» WHAT TO DO: Which lines in the listing below contain the word "garage"? List each one in full.

» Point annotation dataset records:
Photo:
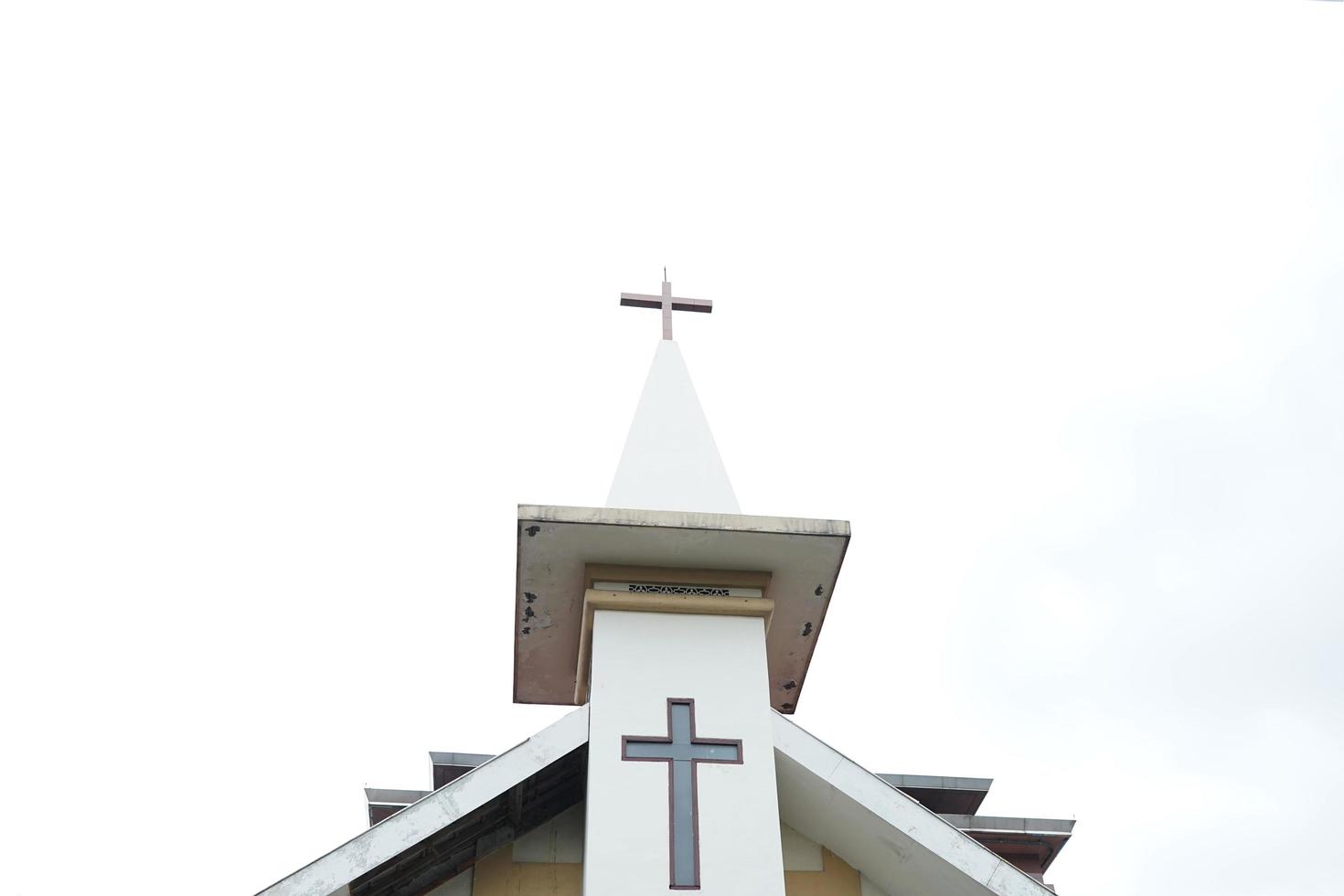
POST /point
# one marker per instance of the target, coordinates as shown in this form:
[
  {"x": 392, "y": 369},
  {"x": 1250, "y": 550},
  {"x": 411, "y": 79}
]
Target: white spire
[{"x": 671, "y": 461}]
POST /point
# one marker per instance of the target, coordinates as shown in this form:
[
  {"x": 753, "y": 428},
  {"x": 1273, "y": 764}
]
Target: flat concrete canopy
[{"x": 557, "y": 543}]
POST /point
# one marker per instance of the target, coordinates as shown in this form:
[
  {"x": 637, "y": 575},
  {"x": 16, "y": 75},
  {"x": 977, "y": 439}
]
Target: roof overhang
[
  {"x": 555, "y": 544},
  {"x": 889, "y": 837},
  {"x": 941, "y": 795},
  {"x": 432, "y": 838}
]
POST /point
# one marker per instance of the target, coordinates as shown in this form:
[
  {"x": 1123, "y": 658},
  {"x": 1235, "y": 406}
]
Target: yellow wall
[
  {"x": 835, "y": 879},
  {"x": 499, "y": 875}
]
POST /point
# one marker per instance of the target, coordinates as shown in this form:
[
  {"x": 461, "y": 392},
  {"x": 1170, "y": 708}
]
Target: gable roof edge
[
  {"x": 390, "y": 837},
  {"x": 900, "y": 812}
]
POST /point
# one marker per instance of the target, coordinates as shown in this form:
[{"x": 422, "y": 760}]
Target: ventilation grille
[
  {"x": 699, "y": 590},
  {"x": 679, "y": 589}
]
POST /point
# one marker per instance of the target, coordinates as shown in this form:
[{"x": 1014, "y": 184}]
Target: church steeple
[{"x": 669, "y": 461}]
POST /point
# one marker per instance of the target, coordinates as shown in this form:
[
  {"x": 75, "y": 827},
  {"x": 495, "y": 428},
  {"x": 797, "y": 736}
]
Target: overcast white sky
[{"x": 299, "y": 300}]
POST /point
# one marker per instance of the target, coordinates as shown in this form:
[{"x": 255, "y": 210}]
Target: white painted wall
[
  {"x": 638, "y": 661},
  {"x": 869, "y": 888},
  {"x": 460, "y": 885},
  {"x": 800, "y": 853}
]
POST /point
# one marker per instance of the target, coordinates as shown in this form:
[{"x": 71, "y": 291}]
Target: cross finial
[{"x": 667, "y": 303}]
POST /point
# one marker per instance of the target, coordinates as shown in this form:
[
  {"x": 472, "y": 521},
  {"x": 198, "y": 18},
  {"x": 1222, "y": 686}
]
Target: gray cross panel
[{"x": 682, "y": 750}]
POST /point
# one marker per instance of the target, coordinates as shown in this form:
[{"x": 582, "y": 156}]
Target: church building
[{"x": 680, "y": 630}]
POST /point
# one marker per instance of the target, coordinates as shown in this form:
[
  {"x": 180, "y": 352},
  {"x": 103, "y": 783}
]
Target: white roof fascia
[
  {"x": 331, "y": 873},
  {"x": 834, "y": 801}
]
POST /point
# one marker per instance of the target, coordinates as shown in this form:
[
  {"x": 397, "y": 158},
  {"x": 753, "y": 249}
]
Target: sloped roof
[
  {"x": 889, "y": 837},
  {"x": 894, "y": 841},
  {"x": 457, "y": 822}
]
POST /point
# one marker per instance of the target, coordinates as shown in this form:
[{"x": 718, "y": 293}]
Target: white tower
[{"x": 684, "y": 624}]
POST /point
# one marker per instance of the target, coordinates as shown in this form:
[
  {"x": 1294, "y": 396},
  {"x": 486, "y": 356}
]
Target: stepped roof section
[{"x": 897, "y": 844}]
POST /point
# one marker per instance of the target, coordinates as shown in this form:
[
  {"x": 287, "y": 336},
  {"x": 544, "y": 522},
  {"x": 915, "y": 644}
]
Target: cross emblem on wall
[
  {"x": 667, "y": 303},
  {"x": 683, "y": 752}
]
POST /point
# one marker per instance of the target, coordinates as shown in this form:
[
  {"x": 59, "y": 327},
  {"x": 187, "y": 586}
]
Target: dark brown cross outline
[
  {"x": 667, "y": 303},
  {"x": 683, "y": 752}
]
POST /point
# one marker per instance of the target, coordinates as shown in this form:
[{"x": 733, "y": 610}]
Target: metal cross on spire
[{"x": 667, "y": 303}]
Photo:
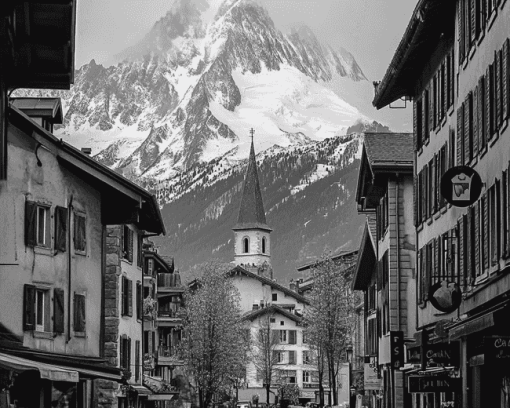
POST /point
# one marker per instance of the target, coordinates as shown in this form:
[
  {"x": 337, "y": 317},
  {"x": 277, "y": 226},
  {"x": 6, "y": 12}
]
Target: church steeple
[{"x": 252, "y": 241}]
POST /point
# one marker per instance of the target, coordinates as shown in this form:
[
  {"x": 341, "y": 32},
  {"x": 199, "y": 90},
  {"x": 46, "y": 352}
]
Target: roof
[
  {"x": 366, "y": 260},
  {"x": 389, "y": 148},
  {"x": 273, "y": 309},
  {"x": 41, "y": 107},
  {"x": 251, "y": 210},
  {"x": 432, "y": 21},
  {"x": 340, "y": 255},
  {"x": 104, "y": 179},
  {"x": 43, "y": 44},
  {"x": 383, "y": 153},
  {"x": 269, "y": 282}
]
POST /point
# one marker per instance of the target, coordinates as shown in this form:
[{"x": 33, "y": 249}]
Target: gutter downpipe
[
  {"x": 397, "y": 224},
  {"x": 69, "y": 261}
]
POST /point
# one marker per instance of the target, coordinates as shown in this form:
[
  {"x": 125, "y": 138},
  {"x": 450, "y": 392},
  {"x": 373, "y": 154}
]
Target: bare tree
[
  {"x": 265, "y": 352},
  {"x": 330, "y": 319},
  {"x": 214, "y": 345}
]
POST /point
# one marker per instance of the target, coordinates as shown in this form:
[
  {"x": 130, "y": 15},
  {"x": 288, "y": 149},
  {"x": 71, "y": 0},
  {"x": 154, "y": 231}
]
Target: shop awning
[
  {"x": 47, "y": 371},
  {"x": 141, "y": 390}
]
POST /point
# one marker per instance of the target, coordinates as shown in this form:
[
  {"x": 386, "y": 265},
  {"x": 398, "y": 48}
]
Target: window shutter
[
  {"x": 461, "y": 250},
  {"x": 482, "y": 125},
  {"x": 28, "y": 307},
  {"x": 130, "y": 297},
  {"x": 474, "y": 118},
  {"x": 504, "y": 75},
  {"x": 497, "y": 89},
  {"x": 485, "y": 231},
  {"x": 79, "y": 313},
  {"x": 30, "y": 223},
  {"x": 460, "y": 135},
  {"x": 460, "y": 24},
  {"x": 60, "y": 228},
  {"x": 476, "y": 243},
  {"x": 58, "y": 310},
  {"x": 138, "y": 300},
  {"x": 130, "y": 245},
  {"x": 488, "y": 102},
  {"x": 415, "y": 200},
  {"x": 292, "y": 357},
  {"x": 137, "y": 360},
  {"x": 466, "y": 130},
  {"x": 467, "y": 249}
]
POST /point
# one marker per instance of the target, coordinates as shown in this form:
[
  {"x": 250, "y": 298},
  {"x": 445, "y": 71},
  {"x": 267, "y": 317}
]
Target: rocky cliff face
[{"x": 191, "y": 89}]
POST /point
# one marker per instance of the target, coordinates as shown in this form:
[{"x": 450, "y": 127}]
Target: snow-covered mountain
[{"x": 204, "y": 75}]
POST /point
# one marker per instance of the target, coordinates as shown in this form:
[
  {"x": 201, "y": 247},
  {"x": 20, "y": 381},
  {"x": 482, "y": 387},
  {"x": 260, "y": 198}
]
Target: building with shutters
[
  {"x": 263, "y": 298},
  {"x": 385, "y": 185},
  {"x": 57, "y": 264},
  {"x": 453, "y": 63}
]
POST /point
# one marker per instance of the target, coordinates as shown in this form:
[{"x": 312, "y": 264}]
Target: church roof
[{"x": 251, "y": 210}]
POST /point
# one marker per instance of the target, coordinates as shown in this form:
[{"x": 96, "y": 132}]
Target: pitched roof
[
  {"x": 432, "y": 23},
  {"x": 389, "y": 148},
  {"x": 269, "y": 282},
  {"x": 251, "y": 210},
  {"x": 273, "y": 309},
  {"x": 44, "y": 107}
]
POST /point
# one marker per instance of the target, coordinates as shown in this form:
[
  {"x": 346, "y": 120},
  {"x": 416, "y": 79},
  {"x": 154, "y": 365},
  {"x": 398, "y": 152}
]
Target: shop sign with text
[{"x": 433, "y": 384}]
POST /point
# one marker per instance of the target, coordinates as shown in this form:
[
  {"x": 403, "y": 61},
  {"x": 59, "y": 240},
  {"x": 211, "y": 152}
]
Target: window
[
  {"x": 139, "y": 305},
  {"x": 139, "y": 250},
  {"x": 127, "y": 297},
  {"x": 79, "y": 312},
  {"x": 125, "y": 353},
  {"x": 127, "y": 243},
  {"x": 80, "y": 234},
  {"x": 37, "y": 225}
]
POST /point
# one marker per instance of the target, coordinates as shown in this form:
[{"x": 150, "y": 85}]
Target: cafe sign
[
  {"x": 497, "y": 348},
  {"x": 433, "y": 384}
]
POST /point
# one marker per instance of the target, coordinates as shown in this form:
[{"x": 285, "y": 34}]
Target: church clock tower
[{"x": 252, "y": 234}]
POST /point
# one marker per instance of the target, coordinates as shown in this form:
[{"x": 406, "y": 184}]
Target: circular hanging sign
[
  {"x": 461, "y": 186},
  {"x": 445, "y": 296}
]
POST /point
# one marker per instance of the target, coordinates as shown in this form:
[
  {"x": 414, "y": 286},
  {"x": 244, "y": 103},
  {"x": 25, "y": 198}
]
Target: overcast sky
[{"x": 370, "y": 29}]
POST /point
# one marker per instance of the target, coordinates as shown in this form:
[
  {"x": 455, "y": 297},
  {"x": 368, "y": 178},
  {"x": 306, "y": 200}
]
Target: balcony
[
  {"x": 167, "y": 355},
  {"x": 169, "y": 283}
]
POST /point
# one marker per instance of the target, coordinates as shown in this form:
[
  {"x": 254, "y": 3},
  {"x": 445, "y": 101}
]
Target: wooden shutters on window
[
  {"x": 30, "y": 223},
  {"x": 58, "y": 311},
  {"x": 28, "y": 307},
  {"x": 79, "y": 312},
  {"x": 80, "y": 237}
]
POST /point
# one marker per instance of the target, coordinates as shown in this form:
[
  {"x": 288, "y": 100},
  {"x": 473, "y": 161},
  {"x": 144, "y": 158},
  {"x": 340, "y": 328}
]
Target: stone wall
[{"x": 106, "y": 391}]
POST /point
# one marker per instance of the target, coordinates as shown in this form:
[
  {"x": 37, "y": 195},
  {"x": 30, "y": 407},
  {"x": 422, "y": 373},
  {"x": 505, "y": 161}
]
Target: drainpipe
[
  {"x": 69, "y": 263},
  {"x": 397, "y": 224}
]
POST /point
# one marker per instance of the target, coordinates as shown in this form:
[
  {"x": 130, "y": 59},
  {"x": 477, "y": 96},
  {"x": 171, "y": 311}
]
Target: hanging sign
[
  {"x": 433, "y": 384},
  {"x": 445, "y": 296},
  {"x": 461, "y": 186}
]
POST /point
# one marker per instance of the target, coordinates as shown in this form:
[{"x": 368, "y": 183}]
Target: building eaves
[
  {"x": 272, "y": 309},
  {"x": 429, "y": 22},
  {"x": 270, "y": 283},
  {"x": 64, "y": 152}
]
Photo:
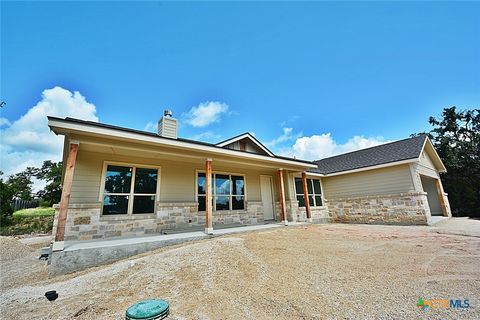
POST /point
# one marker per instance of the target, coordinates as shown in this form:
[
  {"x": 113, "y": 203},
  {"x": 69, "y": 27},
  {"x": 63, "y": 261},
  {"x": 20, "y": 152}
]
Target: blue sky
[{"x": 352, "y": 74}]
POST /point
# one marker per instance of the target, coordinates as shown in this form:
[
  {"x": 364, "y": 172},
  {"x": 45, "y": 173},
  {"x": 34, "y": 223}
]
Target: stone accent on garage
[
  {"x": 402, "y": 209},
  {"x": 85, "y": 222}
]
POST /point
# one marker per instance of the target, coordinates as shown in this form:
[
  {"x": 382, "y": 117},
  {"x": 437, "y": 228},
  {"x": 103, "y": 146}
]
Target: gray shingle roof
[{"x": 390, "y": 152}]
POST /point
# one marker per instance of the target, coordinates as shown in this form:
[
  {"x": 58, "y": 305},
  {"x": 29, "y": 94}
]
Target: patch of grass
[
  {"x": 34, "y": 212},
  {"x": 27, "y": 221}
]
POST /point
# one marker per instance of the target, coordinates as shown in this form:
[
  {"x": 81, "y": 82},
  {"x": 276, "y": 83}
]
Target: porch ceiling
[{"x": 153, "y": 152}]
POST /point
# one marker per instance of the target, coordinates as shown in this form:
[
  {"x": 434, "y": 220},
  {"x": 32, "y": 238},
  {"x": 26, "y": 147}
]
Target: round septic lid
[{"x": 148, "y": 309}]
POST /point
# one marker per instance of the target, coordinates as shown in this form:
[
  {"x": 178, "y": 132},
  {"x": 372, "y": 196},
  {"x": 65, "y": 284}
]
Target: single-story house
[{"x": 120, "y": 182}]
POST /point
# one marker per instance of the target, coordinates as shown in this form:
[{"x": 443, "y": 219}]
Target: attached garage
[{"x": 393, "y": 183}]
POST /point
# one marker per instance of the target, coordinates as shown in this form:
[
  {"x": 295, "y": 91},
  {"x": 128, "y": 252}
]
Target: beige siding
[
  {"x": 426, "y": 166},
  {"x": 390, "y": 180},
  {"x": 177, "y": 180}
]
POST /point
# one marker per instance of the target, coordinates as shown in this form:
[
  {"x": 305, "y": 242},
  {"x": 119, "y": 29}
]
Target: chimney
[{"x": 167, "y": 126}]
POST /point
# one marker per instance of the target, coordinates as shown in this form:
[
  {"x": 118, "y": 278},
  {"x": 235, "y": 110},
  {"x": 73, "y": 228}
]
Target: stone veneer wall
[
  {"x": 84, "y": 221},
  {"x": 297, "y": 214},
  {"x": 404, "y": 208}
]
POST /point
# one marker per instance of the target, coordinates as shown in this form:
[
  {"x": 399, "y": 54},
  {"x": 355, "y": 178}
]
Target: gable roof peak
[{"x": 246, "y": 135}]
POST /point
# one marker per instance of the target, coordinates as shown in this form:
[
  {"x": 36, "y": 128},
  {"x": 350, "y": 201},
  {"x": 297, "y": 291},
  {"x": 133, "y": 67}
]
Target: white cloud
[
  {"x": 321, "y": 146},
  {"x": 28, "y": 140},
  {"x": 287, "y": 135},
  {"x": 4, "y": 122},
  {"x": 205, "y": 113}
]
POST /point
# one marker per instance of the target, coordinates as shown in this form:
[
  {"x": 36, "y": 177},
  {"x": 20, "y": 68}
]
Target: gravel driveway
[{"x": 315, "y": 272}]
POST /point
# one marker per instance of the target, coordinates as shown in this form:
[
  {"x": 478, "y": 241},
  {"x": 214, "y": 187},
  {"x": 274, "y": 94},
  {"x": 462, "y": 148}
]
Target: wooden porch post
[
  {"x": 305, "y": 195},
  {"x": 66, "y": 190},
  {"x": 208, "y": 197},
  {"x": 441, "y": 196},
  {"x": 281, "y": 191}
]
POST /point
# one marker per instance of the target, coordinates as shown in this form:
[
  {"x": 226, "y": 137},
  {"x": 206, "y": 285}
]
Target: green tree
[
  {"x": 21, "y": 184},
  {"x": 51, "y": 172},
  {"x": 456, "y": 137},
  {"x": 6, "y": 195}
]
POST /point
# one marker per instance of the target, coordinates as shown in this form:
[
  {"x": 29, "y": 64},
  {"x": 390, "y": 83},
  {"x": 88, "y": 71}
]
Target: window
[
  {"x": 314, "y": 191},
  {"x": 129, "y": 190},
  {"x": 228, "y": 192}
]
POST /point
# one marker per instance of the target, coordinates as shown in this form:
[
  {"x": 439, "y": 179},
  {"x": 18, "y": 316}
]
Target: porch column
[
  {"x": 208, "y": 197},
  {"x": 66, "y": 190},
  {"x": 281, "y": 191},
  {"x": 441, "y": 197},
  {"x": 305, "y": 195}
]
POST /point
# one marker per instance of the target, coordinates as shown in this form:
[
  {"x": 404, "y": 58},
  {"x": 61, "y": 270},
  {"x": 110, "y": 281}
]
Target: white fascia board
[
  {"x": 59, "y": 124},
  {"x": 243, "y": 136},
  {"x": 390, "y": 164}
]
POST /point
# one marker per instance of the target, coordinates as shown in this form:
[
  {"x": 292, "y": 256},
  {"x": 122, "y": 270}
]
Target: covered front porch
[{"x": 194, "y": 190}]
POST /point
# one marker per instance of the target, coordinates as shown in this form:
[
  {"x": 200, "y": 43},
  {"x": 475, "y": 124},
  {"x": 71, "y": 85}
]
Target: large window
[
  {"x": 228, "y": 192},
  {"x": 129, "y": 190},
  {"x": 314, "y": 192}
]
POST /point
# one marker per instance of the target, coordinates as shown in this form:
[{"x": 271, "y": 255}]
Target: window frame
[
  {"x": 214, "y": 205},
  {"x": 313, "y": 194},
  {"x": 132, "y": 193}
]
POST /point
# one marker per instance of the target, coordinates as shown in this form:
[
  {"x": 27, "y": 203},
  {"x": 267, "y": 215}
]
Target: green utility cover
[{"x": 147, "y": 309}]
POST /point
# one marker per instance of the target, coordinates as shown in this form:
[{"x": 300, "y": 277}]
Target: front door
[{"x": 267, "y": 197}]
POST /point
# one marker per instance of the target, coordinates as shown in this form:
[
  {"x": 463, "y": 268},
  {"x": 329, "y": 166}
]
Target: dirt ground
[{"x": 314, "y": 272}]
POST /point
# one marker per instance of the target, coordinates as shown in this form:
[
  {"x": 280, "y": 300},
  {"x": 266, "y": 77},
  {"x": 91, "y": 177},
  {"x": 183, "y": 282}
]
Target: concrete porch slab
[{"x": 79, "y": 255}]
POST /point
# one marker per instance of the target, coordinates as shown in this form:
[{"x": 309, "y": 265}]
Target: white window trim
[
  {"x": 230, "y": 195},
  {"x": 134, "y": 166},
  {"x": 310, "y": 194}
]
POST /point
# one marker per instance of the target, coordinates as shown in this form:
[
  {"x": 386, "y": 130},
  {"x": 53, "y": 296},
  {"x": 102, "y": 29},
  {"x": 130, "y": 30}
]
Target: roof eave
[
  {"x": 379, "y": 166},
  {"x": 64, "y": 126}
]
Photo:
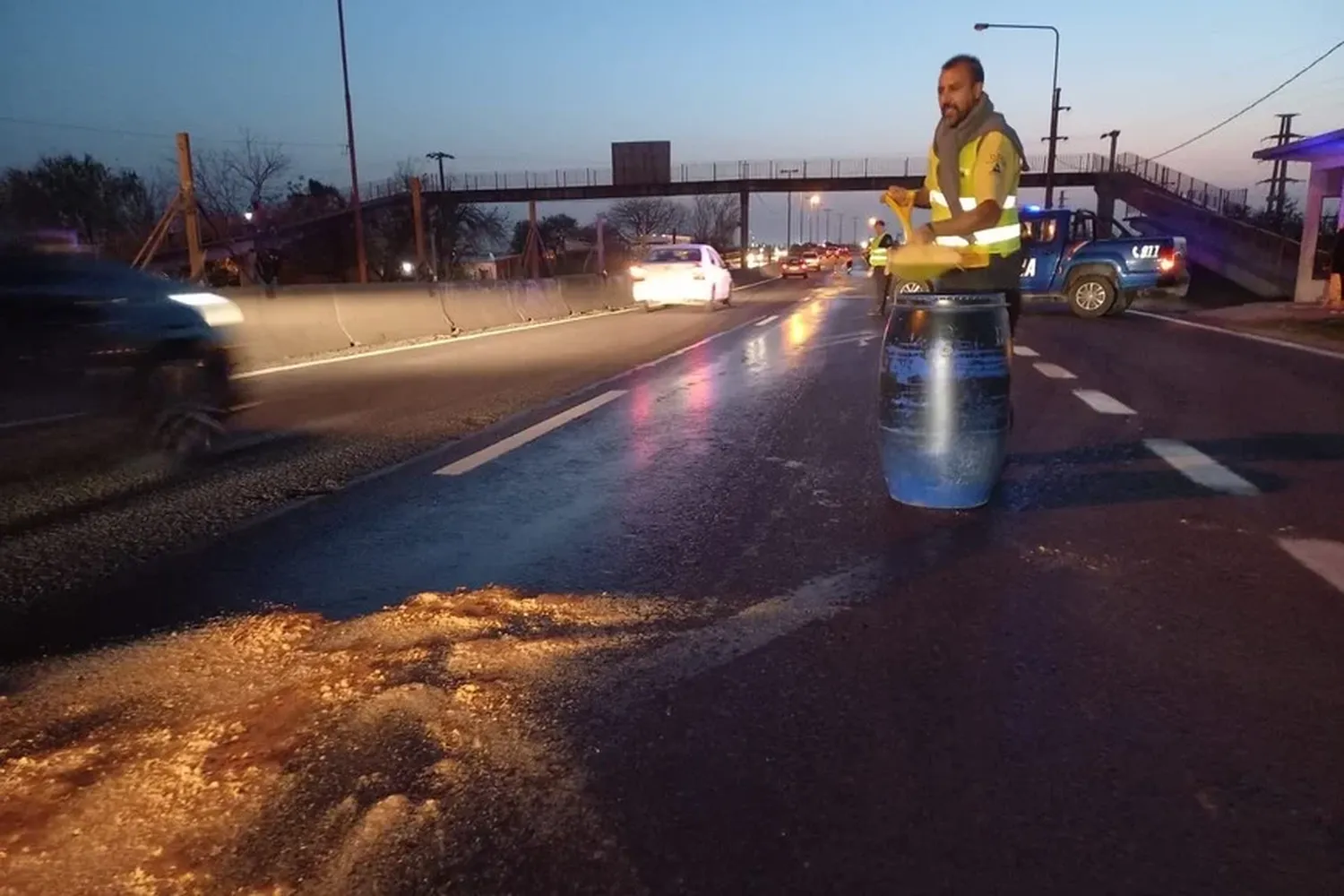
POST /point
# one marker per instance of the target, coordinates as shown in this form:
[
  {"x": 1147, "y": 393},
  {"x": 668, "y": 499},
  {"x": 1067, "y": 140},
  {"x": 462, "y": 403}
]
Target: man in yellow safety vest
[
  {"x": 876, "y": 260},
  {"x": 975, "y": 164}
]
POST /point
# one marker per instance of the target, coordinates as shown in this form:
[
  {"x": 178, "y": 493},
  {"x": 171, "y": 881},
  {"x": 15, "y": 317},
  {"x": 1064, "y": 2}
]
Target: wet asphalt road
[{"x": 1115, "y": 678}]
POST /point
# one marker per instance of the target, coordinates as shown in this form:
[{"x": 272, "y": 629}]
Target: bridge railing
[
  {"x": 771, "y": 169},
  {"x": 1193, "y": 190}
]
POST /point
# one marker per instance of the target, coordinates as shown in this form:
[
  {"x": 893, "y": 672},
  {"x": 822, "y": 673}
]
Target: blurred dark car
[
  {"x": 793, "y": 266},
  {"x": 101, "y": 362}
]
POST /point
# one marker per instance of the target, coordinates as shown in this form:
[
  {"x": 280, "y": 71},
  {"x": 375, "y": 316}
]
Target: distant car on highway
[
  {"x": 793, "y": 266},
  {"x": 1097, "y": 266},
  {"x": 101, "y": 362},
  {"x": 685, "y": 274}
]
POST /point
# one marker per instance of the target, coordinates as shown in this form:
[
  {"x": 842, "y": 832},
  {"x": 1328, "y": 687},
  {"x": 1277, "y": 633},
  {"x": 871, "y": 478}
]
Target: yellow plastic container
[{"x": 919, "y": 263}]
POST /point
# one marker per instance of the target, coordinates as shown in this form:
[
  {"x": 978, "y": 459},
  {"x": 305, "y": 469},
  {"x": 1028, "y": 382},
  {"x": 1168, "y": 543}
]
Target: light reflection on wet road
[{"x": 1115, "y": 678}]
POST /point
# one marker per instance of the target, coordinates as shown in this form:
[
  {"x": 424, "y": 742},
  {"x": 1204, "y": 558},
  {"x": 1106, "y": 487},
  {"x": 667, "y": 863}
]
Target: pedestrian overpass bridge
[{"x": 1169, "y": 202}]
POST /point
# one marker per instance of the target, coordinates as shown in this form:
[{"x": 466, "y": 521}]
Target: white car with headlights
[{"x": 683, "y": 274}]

» OUTPUT:
Target: stone accent on garage
Target: attached garage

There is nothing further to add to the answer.